I will be taking my CIRCC this winter. Do you have any helpful tips. I went to the Medlearn conferance but it was a little overwhelming.


----------



## suela923@aol.com (May 30, 2014)

I am getting ready for the CIRRC test too. Are there many cardiac questions?  I mainly code IR so I am worried about the cardiac stuff....thanks and CONGRATS!


----------



## CIRC-MA (Jun 3, 2014)

*Congrats hbailey42*



hbailey42 said:


> I took the test Saturday and just found out that I passed.



What resources did you use, if you don't mind me asking.  I'm asking because my plan in to purchase Zhealth IVR & IVC, along with the Study Guide.  Any further recommendations would be greatly appreciated. 

Best wishes, 
CIRC-MA


----------



## hbailey42 (Jun 4, 2014)

What resources did you use, if you don't mind me asking.  I'm asking because my plan in to purchase Zhealth IVR & IVC, along with the Study Guide.  Any further recommendations would be greatly appreciated. 

I used the CIRCC study guide, online practice test through AAPC, and I found the online training from Coding Strategies to help me with the non-vascular procedures. 

There were very few cardiology procdure questions on the test. I was hoping for more since I am very confident in these procedures.

Good luck to everyone!


----------

* * *

Goal A -
Reproduce the part of the records that opens with the line containing "of the large" and runs through the final line of the records.
The records below are unrelated to the forum thread.

Available data -

* * *

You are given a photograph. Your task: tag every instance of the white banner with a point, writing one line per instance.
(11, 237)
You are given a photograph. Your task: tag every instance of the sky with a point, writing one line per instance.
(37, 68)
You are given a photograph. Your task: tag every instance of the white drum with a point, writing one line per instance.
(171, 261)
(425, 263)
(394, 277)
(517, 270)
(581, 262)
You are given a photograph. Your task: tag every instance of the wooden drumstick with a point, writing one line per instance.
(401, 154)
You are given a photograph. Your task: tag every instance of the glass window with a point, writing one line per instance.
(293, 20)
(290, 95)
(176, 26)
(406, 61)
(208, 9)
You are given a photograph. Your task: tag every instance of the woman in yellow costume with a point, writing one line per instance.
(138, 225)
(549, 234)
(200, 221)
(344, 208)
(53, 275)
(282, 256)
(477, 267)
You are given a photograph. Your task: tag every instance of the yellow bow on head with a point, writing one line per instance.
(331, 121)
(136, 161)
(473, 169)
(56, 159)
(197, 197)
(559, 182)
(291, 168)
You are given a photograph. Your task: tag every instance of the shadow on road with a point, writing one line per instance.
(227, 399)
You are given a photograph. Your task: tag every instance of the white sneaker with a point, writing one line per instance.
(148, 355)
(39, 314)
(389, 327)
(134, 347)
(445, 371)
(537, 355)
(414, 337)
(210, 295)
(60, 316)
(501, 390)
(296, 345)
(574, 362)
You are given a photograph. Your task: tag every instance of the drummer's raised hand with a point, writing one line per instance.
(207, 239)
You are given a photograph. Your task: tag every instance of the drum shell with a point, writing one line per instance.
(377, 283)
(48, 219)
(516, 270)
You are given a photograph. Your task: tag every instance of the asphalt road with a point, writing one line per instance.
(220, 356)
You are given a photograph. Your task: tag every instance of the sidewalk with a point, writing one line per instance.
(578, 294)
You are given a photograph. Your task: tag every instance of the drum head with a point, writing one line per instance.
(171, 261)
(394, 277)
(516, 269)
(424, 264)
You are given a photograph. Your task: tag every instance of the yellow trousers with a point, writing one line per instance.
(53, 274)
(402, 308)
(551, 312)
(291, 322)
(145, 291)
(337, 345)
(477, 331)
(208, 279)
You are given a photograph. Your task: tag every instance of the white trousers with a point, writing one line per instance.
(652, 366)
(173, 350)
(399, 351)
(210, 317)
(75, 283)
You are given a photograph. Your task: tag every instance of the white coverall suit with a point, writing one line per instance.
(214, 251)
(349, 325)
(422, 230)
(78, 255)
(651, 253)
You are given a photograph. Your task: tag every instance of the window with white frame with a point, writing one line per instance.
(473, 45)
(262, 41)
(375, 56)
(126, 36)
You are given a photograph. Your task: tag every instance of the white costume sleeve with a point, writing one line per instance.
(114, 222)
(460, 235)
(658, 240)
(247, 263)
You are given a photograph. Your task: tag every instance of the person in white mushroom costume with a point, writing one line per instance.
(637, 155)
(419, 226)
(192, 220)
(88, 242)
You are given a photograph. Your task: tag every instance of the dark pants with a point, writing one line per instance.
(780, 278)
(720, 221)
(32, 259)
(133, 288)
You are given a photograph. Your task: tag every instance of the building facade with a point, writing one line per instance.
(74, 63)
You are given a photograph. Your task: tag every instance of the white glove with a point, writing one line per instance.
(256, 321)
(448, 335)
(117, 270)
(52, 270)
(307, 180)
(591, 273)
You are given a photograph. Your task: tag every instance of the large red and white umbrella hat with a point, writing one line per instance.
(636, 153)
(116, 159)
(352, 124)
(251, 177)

* * *

Goal B -
Summarize the forum thread about preparing for the CIRCC exam in two sentences.

Correct answer A -
You are given a photograph. Your task: tag every instance of the large red and white umbrella hat with a point, writing one line per instance.
(636, 153)
(116, 159)
(352, 124)
(251, 177)

Correct answer B -
Posters getting ready for the CIRCC test ask for tips and resources, and one who mainly codes IR worries about cardiac questions. hbailey42, who passed, used the CIRCC study guide, an online practice test through AAPC, and online training from Coding Strategies for non-vascular procedures, and reports that the test had very few cardiology procedure questions.